QUOTED TEXT.
"""

I think it would be cleaner to add some defines in the reg definition file.

Can come later.

Thanks,

C.
Frederic Barrat May 30, 2023, 5:29 p.m. UTC | #3
On 30/05/2023 18:40, Cédric Le Goater wrote:
> On 5/30/23 18:11, Frederic Barrat wrote:
>> The Thread Interrupt Management Area (TIMA) can be accessed through 4
>> ports/snoop buses, targeted by the address. The base address of a TIMA
>> is using port 0 and the other ports are 0x80 apart. Using one port or
>> another can be useful to balance the load on the snoop buses.
> 
> and can we have some nice examples of how these ports are used ? only for
> snooping or also for balancing operations ? which ones ?


This is really "static" balancing. The snoop bus 0 and 3 are known to be 
the busiest, for various kind of operations. We found out recently that 
another hypervisor is always using snoop bus 1 for TIMA accesses, to 
spread the load. So it is really empirical.

xive_tm_raw_write/read() were actually working (by chance?), since they 
only retain the least significant bits, so the snoop address bits were 
dropped. The problem was really for the special op detection, which 
matches on the full address.

   Fred


>> The TIMA registers are in the 0x0 -> 0x3F range and there are 2
>> indication bits for special operations (bits 10 and 11; everything
>> fits on a 4k page). So the port address bits fall in between and are
>> "don't care" for the hardware when processing the TIMA operation. So
>> this patch filters out those port address bits so that a TIMA
>> operation can be triggered using any port.

"""

YOUR TASKS.
1 - List every hexadecimal value that appears in the TIMA discussion.
2 - Please return the passage of the TIMA discussion from "This is really" up to and including "the full address.", copied word for word.
The material after this point is separate from the TIMA discussion.

INFORMATION SHOWN.
"""

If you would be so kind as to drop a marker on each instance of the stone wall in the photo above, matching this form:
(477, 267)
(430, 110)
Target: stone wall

"""

COMPLETED EXERCISE.
1 - 0x80, 0x0, 0x3F

2 -
This is really "static" balancing. The snoop bus 0 and 3 are known to be 
the busiest, for various kind of operations. We found out recently that 
another hypervisor is always using snoop bus 1 for TIMA accesses, to 
spread the load. So it is really empirical.

xive_tm_raw_write/read() were actually working (by chance?), since they 
only retain the least significant bits, so the snoop address bits were 
dropped. The problem was really for the special op detection, which 
matches on the full address.